Exercise prompt:
Reproduce every one of the items below line for line, leaving out the pictures.

>> begin Data for processing

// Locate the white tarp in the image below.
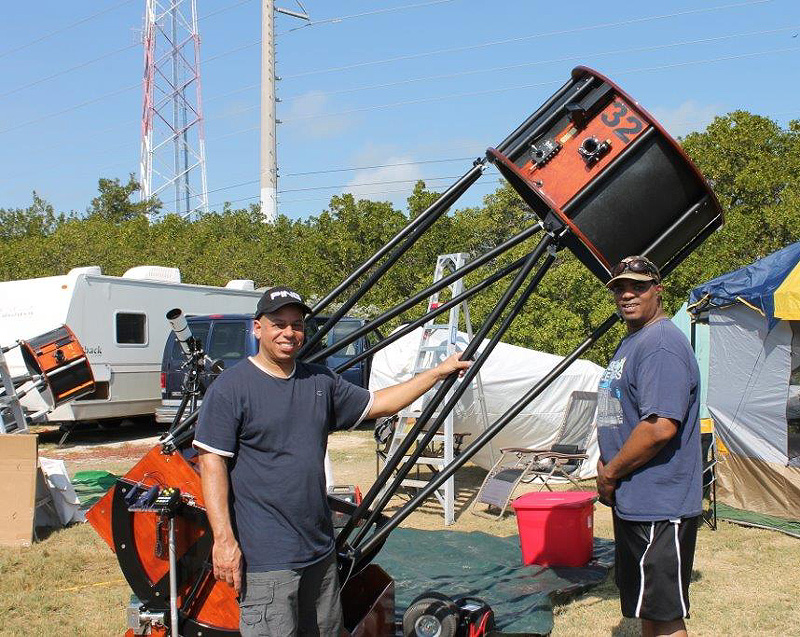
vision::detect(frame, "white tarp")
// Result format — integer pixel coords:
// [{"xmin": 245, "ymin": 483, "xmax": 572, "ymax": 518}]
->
[{"xmin": 369, "ymin": 328, "xmax": 603, "ymax": 478}]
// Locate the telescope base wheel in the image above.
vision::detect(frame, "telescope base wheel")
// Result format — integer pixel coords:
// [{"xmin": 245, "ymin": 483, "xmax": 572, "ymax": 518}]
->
[{"xmin": 403, "ymin": 591, "xmax": 461, "ymax": 637}]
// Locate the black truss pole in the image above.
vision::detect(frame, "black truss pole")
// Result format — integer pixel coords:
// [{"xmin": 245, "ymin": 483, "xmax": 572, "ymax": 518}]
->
[
  {"xmin": 333, "ymin": 255, "xmax": 528, "ymax": 374},
  {"xmin": 337, "ymin": 234, "xmax": 554, "ymax": 546},
  {"xmin": 346, "ymin": 248, "xmax": 556, "ymax": 544},
  {"xmin": 297, "ymin": 163, "xmax": 483, "ymax": 360},
  {"xmin": 305, "ymin": 222, "xmax": 542, "ymax": 363},
  {"xmin": 351, "ymin": 313, "xmax": 620, "ymax": 566},
  {"xmin": 311, "ymin": 159, "xmax": 485, "ymax": 316}
]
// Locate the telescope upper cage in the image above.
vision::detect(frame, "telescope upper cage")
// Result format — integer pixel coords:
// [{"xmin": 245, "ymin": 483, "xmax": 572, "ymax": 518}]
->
[{"xmin": 487, "ymin": 66, "xmax": 723, "ymax": 282}]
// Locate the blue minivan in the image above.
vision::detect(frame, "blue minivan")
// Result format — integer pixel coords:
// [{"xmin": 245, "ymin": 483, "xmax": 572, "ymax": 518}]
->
[{"xmin": 156, "ymin": 314, "xmax": 370, "ymax": 423}]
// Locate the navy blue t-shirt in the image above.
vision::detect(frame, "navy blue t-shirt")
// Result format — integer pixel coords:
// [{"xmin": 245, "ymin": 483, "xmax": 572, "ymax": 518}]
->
[
  {"xmin": 597, "ymin": 319, "xmax": 703, "ymax": 522},
  {"xmin": 194, "ymin": 360, "xmax": 372, "ymax": 572}
]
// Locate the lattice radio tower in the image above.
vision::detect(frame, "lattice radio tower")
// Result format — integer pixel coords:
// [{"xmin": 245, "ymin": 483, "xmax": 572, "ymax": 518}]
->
[{"xmin": 140, "ymin": 0, "xmax": 208, "ymax": 220}]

>> end Data for processing

Answer to this task:
// Locate the white tarp in the image below.
vision::detect(frame, "white tarp")
// Result format — integer pixel coords:
// [{"xmin": 245, "ymin": 483, "xmax": 572, "ymax": 518}]
->
[{"xmin": 369, "ymin": 328, "xmax": 603, "ymax": 478}]
// Locate the telescope base wheel in the image above.
vision::detect(frame, "telescope base wheel")
// Result format — integer pixel coords:
// [{"xmin": 245, "ymin": 483, "xmax": 572, "ymax": 518}]
->
[{"xmin": 403, "ymin": 591, "xmax": 461, "ymax": 637}]
// Locate the black truss pole in the image above.
vision::detect(frame, "black truss pole")
// Result format — integer pixel coords:
// [{"xmin": 245, "ymin": 483, "xmax": 572, "ymax": 518}]
->
[
  {"xmin": 333, "ymin": 255, "xmax": 528, "ymax": 374},
  {"xmin": 337, "ymin": 234, "xmax": 554, "ymax": 546},
  {"xmin": 346, "ymin": 248, "xmax": 556, "ymax": 544},
  {"xmin": 297, "ymin": 163, "xmax": 483, "ymax": 360},
  {"xmin": 305, "ymin": 222, "xmax": 542, "ymax": 363},
  {"xmin": 351, "ymin": 313, "xmax": 620, "ymax": 566},
  {"xmin": 311, "ymin": 159, "xmax": 485, "ymax": 316}
]
// Locate the telescope upper cage in the image above.
vision::detect(frame, "telescope upper cage")
// Result format — integer pixel coords:
// [{"xmin": 245, "ymin": 483, "xmax": 572, "ymax": 518}]
->
[{"xmin": 487, "ymin": 66, "xmax": 723, "ymax": 282}]
// Locate the blue minivan in the image above.
vision::detect(frame, "blue minivan")
// Result format — integer pixel coords:
// [{"xmin": 245, "ymin": 483, "xmax": 572, "ymax": 518}]
->
[{"xmin": 156, "ymin": 314, "xmax": 370, "ymax": 423}]
// Locate the navy blue t-shirt in the image above.
vision::detect(frame, "navy blue t-shirt")
// Result format — integer pixel coords:
// [{"xmin": 245, "ymin": 483, "xmax": 572, "ymax": 518}]
->
[
  {"xmin": 597, "ymin": 319, "xmax": 703, "ymax": 522},
  {"xmin": 194, "ymin": 360, "xmax": 372, "ymax": 572}
]
// Locate the lattice radio tower in the image above.
vision::detect(frame, "lattice radio tower")
// Result format — integer pixel coords:
// [{"xmin": 245, "ymin": 483, "xmax": 572, "ymax": 518}]
->
[{"xmin": 140, "ymin": 0, "xmax": 208, "ymax": 220}]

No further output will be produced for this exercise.